*Required work*: Rewrite the lines from the one containing "point: leafy tree" through the one containing "Target: leafy tree canopy", inclusive, as a Markdown table with the columns Number and Line. Number each row and leave out any blank lines.

*Data for the task*:
* * * * * * *

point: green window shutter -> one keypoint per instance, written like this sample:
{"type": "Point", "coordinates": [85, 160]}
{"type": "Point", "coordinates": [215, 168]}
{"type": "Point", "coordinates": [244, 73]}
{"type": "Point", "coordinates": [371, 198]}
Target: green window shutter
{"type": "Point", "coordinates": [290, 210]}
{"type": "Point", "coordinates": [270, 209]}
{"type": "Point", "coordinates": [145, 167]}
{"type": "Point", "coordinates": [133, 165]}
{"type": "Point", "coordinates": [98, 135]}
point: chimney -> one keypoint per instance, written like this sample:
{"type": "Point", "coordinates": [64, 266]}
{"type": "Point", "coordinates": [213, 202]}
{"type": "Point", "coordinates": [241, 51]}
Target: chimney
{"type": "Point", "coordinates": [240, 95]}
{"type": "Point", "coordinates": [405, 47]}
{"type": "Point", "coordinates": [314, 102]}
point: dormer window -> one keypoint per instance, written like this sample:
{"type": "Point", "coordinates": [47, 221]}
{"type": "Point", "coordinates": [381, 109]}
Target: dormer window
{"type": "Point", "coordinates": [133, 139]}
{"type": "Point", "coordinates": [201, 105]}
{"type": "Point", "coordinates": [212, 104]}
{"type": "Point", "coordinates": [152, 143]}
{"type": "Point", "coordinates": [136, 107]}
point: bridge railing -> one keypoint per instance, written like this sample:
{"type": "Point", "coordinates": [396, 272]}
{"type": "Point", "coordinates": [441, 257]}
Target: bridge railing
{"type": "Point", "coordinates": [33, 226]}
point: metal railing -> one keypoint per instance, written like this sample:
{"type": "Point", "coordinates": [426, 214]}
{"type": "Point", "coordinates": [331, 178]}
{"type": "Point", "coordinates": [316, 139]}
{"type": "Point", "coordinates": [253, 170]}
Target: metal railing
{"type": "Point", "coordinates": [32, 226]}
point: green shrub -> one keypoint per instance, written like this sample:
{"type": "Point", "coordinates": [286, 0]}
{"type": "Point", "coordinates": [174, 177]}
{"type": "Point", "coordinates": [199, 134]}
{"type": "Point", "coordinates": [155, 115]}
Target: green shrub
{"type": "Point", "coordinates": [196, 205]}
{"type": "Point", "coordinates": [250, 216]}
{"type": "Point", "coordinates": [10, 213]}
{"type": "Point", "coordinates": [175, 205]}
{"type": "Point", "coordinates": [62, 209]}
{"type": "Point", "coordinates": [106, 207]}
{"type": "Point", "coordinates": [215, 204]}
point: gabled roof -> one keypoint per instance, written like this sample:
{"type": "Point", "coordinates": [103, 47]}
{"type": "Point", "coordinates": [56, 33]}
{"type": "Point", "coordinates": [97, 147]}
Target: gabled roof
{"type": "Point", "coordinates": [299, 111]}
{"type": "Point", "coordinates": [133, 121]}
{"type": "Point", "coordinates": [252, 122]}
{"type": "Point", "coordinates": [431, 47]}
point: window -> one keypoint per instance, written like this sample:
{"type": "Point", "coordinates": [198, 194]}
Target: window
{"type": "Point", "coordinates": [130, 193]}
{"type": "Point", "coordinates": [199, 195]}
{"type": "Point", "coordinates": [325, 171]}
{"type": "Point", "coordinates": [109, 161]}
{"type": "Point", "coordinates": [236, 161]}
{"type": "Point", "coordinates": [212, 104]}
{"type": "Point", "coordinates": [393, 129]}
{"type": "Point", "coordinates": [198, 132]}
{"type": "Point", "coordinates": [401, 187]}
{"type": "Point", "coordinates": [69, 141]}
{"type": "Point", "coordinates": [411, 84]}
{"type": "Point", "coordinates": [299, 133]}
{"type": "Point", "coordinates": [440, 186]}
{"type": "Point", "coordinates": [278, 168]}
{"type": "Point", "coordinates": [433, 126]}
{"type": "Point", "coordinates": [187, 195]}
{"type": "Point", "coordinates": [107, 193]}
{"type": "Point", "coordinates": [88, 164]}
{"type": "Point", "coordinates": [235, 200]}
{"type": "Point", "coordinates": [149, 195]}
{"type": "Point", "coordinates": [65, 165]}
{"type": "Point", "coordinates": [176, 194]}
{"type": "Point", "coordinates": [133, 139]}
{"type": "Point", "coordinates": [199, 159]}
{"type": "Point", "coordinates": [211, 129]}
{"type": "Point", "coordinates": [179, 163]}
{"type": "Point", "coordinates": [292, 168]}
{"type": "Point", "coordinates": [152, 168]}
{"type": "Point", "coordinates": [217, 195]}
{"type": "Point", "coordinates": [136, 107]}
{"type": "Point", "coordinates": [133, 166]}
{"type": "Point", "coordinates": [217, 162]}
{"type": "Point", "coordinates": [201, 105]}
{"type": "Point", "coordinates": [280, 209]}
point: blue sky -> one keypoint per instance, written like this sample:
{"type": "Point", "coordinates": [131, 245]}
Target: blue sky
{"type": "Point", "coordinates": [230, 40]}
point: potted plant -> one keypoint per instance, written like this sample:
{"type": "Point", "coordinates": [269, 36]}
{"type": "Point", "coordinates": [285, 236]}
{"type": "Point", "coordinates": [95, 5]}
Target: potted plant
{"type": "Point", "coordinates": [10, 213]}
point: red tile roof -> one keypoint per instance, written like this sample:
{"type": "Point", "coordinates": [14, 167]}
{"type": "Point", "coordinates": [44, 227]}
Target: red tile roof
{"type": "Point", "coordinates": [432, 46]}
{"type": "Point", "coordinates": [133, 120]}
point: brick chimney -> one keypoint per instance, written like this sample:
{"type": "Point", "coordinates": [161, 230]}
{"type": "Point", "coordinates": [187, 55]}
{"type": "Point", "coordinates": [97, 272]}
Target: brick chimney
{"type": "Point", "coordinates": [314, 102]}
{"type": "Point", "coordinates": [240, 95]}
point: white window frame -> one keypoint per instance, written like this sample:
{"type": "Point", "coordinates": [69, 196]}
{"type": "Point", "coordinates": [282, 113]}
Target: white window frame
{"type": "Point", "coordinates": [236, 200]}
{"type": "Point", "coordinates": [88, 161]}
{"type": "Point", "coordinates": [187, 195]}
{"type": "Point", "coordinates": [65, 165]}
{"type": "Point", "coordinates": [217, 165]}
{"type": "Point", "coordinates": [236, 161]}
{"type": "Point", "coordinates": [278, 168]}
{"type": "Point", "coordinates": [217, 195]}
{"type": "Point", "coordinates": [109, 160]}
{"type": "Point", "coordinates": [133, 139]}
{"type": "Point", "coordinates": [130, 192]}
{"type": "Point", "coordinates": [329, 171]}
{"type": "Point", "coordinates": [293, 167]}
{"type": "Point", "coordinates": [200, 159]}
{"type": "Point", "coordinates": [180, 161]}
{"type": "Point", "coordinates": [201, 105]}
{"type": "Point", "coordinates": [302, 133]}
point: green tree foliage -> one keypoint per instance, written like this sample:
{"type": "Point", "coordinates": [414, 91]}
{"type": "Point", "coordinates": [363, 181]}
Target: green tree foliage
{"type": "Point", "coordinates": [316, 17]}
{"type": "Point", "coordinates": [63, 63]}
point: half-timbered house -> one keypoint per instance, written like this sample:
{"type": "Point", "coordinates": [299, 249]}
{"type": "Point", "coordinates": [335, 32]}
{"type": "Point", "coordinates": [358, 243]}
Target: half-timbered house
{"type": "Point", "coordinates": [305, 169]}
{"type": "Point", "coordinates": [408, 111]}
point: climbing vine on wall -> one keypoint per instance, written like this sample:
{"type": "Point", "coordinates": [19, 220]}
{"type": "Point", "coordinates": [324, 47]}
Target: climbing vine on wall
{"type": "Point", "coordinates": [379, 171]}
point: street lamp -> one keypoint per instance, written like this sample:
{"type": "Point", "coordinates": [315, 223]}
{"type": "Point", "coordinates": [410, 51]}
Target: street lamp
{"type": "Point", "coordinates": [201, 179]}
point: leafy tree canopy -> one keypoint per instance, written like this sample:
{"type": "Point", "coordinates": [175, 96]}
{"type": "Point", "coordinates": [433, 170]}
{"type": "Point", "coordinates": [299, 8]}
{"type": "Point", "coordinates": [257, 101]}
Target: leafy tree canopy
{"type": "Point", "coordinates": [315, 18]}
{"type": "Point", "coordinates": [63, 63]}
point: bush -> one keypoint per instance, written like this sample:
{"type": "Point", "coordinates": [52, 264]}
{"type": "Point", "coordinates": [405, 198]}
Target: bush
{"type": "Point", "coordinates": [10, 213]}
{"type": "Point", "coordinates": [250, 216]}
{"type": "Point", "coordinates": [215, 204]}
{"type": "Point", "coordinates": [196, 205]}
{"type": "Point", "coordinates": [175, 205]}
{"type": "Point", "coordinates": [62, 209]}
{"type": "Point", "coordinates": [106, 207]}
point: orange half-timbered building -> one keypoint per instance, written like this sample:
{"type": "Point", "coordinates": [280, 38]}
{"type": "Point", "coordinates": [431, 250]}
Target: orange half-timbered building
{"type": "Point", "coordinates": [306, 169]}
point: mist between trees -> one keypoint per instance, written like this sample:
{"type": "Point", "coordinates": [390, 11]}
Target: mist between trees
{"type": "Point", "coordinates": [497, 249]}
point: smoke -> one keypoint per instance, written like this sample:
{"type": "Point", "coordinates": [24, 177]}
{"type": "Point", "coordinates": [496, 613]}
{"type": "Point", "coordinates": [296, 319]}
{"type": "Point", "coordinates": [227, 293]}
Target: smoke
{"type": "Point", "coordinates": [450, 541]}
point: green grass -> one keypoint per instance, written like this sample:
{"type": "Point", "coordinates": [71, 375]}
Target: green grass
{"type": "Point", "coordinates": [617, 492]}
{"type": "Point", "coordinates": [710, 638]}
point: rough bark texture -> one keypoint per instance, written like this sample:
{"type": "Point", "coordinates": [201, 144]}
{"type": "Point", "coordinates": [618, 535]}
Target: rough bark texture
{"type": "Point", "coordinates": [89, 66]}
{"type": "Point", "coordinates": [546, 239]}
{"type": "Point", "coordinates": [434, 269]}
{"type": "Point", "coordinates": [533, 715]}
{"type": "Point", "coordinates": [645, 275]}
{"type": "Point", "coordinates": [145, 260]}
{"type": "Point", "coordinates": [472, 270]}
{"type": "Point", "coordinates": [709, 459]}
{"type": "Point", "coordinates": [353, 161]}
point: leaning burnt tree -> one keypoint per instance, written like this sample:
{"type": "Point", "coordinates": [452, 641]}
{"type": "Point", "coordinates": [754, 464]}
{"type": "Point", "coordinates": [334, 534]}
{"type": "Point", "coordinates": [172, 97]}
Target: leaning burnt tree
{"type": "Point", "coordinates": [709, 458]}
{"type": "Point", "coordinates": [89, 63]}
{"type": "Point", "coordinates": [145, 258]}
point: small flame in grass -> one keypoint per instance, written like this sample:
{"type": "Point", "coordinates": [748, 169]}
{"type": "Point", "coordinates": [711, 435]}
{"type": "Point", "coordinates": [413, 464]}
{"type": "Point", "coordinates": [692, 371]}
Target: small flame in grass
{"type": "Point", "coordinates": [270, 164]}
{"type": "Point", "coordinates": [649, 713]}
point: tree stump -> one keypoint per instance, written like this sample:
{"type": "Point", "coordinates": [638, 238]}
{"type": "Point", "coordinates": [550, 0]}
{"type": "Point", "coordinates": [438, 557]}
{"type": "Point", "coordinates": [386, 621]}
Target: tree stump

* * * * * * *

*Finished exercise*:
| Number | Line |
|---|---|
| 1 | point: leafy tree canopy -> one keypoint per instance, written like this sample: |
| 2 | {"type": "Point", "coordinates": [175, 96]} |
| 3 | {"type": "Point", "coordinates": [433, 170]} |
| 4 | {"type": "Point", "coordinates": [299, 8]} |
| 5 | {"type": "Point", "coordinates": [257, 101]} |
| 6 | Target: leafy tree canopy |